> Set task: Go on with the forwarded op-ed on FCC broadband rules, picking up right after its final sentence.

═══ Page extract ═══

[TWIAR] Fw: [media-news] FCC rules slow progress
Greg Williams
[email protected]
Wed, 2 Jan 2002 17:10:19 -0800
----- Original Message -----
From: "George Antunes" <[email protected]>
To: <[email protected]>
Sent: Wednesday, January 02, 2002 10:13 AM
Subject: [media-news] FCC rules slow progress
[The RBOCs have been pressing Congress to legislate a relaxation of telco
broadband rules in spite of their local loop monopoly status. The idea is
to "make them more like cable companies which do not have extensive
broadband regulations." Most consumer organization are pressing Congress
to leave telco regs as they are and ,instead, extend a regulatory regime to
cable broadband services. The result either way would be greater parity in
the cable and telco regulatory environment for broadband.]
Page 8A
FCC rules slow progress
By Randolph J. May
USA Today
01/02/02
When Congress passed the Telecommunications Act of 1996, it said it
intended to provide ''a pro-competitive and deregulatory'' framework, one
designed to speed the deployment of advanced communications services.
Unfortunately, the Federal Communications Commission (FCC) has strayed too
far from Congress' vision, and the American consumer has been the loser.
Nowhere has the FCC's pro-regulatory bent been more out of step with
today's realities than in its treatment of high-speed Internet connections
currently used by little more than 10% of American households. The FCC
regulates broadband connections offered by phone companies under
essentially the same intrusive regime it developed decades ago for ordinary
phone service.

═══ Material ═══

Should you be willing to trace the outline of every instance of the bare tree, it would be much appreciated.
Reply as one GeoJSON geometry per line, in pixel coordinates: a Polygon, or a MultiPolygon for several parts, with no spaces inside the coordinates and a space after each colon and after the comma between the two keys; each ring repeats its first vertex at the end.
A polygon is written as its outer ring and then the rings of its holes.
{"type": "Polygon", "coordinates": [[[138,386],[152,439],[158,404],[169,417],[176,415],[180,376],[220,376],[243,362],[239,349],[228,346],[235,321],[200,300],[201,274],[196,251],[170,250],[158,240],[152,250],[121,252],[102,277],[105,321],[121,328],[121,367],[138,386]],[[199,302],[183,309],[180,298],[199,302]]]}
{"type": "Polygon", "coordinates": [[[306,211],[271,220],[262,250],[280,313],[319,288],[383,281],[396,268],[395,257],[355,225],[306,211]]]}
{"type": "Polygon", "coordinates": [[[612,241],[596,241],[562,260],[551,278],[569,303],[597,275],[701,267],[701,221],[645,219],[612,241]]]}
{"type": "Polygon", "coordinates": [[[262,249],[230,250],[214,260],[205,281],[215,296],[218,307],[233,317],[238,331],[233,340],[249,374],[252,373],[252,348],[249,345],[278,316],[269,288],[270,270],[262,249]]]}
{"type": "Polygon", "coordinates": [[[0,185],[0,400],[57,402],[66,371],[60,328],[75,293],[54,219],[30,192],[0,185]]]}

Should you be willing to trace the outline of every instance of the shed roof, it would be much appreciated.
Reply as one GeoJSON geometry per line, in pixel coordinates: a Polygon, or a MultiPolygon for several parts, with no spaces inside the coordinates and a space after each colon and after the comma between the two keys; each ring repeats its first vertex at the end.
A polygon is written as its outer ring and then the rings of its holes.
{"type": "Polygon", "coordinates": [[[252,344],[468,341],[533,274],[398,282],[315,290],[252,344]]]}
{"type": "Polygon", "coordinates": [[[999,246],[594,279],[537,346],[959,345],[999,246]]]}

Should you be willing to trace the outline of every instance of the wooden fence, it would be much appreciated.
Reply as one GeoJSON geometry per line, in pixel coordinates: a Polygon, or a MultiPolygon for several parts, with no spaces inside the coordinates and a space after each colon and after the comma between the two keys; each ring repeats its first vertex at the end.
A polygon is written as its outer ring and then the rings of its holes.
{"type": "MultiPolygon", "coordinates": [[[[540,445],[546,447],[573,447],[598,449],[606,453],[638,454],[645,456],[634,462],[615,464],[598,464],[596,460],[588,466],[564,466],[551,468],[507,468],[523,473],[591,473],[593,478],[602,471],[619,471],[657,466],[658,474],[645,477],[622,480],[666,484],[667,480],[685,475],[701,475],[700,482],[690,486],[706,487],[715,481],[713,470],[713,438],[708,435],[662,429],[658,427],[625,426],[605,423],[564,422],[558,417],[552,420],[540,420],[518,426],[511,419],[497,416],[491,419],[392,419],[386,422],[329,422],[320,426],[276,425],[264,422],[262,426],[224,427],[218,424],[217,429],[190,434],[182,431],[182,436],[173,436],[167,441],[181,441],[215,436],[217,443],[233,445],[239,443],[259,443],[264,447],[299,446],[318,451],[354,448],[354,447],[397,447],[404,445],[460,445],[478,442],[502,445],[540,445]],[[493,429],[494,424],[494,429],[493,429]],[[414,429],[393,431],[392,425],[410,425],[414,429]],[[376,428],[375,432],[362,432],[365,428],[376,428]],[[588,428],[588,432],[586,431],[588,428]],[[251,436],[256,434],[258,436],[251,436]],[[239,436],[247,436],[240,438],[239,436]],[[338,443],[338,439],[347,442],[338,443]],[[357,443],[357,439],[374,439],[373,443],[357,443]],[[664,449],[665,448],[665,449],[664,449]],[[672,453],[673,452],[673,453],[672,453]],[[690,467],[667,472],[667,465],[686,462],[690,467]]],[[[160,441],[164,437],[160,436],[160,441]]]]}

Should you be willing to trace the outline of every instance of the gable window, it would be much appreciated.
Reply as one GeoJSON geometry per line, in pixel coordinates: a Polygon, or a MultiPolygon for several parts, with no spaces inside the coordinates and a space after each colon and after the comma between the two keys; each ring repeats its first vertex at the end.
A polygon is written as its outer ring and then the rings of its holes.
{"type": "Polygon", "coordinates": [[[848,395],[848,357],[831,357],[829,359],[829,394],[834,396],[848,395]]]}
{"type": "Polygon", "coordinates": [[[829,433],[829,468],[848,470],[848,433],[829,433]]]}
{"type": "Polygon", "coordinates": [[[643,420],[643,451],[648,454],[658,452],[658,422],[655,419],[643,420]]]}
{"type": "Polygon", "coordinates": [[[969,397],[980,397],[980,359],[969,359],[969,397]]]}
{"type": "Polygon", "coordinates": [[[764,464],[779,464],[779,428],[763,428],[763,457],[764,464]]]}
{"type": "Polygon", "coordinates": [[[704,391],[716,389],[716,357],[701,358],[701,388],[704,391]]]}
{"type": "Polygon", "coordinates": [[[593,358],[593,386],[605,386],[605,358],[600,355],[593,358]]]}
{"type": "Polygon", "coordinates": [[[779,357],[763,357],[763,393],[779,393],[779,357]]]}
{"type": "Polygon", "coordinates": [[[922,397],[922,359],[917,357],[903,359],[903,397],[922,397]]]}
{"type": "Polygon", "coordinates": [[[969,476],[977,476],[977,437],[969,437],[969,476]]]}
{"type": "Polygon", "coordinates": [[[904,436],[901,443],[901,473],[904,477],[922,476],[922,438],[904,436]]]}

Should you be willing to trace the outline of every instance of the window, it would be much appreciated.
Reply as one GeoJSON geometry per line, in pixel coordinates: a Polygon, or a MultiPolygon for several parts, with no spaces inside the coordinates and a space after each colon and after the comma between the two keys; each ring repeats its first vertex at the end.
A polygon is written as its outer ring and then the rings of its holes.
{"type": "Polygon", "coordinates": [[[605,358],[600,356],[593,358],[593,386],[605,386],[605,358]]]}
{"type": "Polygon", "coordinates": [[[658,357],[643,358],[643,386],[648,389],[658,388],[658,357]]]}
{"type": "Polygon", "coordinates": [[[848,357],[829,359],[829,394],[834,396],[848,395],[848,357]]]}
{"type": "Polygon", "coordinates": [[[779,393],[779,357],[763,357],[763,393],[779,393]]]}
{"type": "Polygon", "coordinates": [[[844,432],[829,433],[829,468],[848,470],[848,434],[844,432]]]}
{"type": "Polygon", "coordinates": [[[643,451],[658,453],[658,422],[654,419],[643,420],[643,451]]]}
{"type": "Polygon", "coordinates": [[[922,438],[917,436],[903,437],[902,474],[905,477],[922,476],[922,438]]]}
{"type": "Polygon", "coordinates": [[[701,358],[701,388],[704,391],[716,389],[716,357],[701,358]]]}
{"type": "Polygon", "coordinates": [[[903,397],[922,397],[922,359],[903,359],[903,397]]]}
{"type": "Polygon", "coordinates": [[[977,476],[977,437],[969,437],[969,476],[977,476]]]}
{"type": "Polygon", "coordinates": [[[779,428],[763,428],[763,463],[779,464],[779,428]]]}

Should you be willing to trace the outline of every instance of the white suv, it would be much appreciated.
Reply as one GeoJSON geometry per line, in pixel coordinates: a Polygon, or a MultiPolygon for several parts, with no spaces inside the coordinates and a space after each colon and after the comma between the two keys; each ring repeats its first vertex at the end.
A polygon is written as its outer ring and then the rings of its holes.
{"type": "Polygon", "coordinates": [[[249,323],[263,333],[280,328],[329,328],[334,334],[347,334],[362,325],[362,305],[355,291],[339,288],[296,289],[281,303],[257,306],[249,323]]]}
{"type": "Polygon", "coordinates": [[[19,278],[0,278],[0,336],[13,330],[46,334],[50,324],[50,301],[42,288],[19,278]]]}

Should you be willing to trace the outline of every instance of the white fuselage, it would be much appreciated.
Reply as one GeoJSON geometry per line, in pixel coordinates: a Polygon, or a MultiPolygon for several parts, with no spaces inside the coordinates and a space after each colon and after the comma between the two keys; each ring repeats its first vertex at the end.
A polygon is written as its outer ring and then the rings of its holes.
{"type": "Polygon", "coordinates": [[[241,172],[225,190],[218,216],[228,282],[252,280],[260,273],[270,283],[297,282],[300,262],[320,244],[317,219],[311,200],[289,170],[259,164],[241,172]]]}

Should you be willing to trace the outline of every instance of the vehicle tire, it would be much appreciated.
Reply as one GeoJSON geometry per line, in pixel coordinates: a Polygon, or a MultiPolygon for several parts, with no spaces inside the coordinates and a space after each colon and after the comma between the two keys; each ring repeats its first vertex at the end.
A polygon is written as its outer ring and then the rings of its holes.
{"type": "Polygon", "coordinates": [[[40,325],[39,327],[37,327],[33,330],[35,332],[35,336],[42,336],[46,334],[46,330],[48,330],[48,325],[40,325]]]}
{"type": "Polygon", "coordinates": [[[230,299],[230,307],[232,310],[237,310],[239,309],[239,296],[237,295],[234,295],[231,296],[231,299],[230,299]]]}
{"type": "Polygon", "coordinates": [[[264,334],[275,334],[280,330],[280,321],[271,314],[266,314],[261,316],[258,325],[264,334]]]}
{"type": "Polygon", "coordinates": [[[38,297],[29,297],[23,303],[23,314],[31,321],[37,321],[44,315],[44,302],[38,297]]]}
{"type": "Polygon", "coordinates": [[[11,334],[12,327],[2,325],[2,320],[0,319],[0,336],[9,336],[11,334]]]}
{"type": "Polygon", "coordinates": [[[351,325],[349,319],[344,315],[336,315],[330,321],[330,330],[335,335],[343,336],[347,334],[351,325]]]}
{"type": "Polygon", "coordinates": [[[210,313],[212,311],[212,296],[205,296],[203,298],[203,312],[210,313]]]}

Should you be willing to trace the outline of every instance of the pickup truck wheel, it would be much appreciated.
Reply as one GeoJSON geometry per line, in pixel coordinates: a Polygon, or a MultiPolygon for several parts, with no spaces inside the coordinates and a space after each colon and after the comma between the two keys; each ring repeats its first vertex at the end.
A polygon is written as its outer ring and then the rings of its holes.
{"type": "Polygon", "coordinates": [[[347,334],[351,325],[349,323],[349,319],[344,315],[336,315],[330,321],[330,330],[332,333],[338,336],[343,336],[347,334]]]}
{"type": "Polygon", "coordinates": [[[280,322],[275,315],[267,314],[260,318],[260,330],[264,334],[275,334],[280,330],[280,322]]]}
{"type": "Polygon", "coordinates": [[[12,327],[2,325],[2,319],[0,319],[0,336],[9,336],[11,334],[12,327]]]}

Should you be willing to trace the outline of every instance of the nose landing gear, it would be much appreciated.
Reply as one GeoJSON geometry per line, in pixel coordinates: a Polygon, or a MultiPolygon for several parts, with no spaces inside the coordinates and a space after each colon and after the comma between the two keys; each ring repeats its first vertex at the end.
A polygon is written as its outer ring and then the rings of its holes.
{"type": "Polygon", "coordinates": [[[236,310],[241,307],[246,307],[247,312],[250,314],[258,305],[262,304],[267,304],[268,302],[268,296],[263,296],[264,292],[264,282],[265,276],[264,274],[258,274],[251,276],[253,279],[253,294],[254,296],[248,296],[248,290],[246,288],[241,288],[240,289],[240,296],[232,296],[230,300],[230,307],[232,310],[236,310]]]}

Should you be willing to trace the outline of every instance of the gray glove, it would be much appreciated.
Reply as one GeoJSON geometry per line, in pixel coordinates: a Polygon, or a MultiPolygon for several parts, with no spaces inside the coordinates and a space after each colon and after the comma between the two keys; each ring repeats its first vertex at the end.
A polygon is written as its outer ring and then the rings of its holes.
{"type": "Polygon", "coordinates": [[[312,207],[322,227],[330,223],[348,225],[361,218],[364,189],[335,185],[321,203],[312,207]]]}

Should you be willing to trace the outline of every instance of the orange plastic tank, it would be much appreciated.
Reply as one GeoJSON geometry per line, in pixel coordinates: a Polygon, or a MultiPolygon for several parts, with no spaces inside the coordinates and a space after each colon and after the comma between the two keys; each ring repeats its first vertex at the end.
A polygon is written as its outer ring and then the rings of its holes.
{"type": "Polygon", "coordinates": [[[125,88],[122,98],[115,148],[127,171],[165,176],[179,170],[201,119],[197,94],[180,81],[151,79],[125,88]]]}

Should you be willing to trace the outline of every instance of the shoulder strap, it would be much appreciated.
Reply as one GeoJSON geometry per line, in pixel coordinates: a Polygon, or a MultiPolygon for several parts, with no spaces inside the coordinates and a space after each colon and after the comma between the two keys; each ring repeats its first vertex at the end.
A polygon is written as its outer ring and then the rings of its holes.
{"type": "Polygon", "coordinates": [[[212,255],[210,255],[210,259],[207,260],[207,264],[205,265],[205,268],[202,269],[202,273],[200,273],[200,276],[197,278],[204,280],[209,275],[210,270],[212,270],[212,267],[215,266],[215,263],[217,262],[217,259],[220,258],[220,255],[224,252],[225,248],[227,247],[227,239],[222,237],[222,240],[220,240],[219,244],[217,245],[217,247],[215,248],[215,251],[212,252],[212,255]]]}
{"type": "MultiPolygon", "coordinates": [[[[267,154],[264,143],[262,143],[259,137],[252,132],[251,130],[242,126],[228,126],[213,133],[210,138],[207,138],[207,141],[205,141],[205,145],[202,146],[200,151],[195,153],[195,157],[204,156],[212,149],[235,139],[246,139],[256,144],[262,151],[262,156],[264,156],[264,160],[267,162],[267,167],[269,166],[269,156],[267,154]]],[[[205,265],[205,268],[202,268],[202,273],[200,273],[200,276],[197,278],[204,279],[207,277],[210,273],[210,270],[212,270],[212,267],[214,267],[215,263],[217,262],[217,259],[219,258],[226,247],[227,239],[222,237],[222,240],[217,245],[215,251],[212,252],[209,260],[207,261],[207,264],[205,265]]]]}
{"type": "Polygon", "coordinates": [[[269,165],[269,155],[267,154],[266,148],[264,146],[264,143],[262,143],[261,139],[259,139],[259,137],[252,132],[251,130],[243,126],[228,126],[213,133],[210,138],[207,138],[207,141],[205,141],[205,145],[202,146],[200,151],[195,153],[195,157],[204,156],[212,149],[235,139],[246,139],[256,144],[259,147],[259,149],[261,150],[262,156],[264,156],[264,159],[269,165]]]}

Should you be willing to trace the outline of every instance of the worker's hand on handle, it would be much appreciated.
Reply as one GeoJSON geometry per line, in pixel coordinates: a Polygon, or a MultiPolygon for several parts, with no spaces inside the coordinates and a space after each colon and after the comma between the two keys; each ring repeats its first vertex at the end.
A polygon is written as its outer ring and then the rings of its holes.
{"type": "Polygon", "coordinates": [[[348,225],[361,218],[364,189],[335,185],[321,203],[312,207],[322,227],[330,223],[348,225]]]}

═══

> Response below:
The application of monopoly-era regulations to broadband is slowing
much-needed investment by the phone companies. With the cable companies
currently serving more than 70% of the residential ''broadband'' market, no
one really claims that the phone companies dominate this new market.
Perhaps the FCC finally will reverse course. FCC Chairman Michael Powell
recently said that widespread deployment of broadband is ''the central
communications policy objective today.'' It will, he said, ''stimulate
economic activity'' and ''improve national productivity.'' Recognizing the
huge investment required to build out new broadband networks, Powell said
that ''broadband service should exist in a minimally regulated space'' with
competitive platforms -- cable, satellite, wireless, telephone -- available
to the consumer.
As for the big mergers confronting the FCC -- EchoStar/Hughes,
AT&T/Comcast, and who knows what else -- they likely represent predictable
responses to today's rapidly changing business and technological
environment. These firms are scrambling to achieve economies of scale
needed to provide an integrated array of services: video, voice and
Internet access. What is most important to consumers is whether we have
competitive broadband platforms, not whether we have one less cable or
satellite firm.
Shortly before assuming the chairmanship, Powell said that the FCC's
''bureaucratic process is too slow to respond to the challenges of Internet
time.'' This should be the year the FCC catches up with Internet time.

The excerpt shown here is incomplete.